§ **Extrait du texte**
★ ★ ★

Rappelons qu’un mashup se définit par l’utilisation d’un flux provenant du Web 2.0, généralement rendu accessible via une interface de programmation (API) ou par un détournement technique permettant d’extraire dynamiquement des informations. Des services comme Flickr, Google Maps ou Yahoo Maps illustrent parfaitement cette logique de mise à disposition de données que des créateurs peuvent réapproprier.

Cette dépendance structurelle engendre une fragilité particulière : si le service externe modifie son API ou transforme son système, le mashup perd sa capacité à lire les informations nécessaires et devient inopérant. Cette situation soulève une question cruciale pour la création contemporaine : faudrait-il envisager une maintenance régulière des œuvres artistiques numériques, comme on effectue des restaurations pour les œuvres traditionnelles?

Au-delà de l’idéal de conservation perpétuelle

Face à cette question, une approche pragmatique semble s’imposer, au-delà du désir idéal de conservation perpétuelle des œuvres. Cette idéalité muséale, profondément ancrée dans nos institutions culturelles, mérite d’être questionnée dans sa relation à notre contemporanéité numérique. Elle repose sur l’illusion d’un présent perpétuel, d’une stabilité artificielle qui contraste fortement avec la nature fondamentalement processuelle et temporelle des œuvres en flux.

★ ★ ★

§ **Exercice écrit A**
Relevez tous les services du Web 2.0 que l'extrait sur les mashups cite en exemple.
§ **Exercice écrit B**
Reformulez sous forme de liste le paragraphe de l'extrait qui commence par « Cette dépendance structurelle », en gardant ses faits essentiels.
Les enregistrements constituent un matériau distinct de l'extrait.

Enregistrements bruts

★ ★ ★

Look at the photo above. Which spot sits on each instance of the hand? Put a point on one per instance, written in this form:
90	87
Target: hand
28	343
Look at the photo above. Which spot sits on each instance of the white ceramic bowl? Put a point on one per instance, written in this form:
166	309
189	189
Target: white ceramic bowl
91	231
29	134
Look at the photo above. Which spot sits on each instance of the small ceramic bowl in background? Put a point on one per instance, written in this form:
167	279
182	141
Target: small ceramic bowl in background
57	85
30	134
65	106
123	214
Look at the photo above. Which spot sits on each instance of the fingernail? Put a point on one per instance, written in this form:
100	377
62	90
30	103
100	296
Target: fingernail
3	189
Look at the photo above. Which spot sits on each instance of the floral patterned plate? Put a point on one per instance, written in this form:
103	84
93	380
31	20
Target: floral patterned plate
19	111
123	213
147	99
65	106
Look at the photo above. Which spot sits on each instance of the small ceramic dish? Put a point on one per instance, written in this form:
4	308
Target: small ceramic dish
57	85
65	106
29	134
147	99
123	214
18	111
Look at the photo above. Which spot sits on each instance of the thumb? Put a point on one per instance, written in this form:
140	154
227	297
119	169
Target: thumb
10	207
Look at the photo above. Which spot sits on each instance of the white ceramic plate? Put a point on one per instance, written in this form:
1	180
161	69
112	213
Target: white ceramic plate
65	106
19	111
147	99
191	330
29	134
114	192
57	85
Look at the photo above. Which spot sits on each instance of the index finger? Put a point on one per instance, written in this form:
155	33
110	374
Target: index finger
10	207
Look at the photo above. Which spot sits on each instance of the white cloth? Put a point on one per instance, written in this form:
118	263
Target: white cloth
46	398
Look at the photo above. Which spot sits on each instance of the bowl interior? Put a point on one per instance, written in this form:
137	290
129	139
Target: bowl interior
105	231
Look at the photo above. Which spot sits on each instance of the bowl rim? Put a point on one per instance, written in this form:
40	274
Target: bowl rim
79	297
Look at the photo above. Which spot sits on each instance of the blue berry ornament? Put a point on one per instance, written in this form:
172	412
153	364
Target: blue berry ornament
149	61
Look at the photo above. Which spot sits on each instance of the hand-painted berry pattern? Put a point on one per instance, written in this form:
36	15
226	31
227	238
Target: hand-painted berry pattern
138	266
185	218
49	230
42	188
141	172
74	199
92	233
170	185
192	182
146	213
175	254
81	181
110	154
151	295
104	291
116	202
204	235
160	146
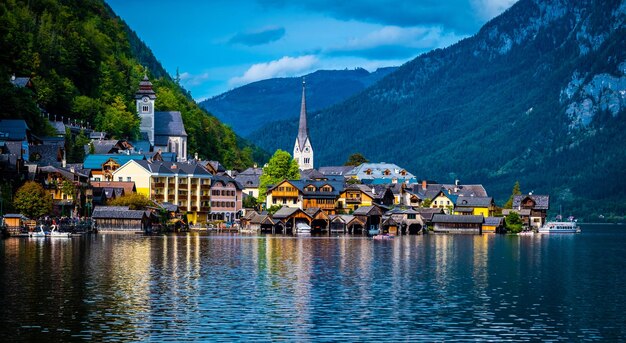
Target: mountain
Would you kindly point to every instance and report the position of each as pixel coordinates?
(248, 107)
(85, 64)
(537, 95)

★ ★ ★

§ **Réponse complète A**
- Flickr
- Google Maps
- Yahoo Maps

§ **Réponse complète B**
- Le mashup dépend d'un service externe, ce qui le rend fragile.
- Si ce service modifie son API ou transforme son système, le mashup ne peut plus lire les informations nécessaires et devient inopérant.
- Cela pose une question à la création contemporaine : faut-il une maintenance régulière des œuvres artistiques numériques, comparable aux restaurations des œuvres traditionnelles ?